#### WORK TO COMPLETE
Count the lines in the rows below that contain the string "point", with uppercase and lowercase treated as different. Reply with only the number.

#### AVAILABLE RECORDS
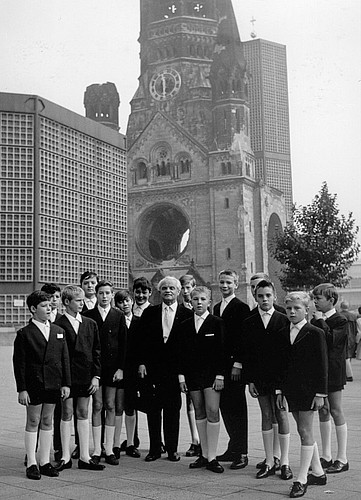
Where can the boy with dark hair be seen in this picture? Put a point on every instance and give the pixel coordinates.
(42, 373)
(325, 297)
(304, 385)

* * *

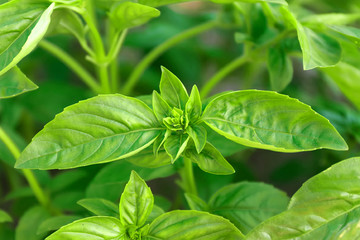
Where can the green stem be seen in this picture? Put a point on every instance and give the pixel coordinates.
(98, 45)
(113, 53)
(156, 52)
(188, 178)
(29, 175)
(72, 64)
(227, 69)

#### CORRECT ANSWER
2